Pull out every line of the data from the one containing "[point] white paint" through the end of the data, both ends included, and reproduce them unchanged.

──────── Dataset extract ────────

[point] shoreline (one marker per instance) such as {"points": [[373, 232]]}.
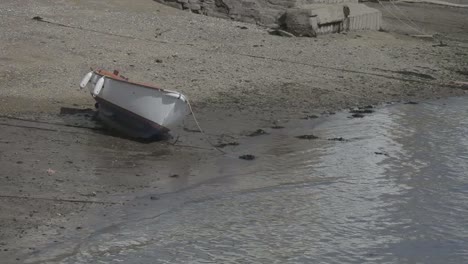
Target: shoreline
{"points": [[238, 77]]}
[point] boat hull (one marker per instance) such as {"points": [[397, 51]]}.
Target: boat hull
{"points": [[137, 110]]}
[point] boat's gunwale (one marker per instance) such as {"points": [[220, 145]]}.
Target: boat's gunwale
{"points": [[120, 79], [160, 127]]}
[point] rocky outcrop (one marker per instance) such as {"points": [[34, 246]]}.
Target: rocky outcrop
{"points": [[299, 17], [315, 19], [264, 12]]}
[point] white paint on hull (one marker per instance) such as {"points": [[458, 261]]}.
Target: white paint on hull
{"points": [[163, 107]]}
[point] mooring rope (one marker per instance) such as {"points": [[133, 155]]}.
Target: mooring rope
{"points": [[201, 130]]}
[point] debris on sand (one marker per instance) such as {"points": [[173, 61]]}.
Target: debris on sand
{"points": [[277, 127], [311, 117], [416, 74], [258, 132], [381, 153], [337, 139], [247, 157], [357, 115], [309, 137], [366, 107], [282, 33], [192, 130], [362, 111], [222, 145]]}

────────

**Response**
[point] white paint on hull (one marker per instance) such as {"points": [[458, 261]]}.
Target: white paint on hull
{"points": [[163, 107]]}
[point] mooring rope (one marker per instance) such as {"points": [[133, 155]]}.
Target: mooring rope
{"points": [[201, 130]]}
[point] debris on sand (one marker per instance) such as {"points": [[173, 61]]}.
Target: debris on sand
{"points": [[277, 127], [311, 117], [416, 74], [258, 132], [381, 153], [337, 139], [247, 157], [357, 115], [309, 137], [366, 107], [282, 33], [192, 130], [362, 111], [222, 145]]}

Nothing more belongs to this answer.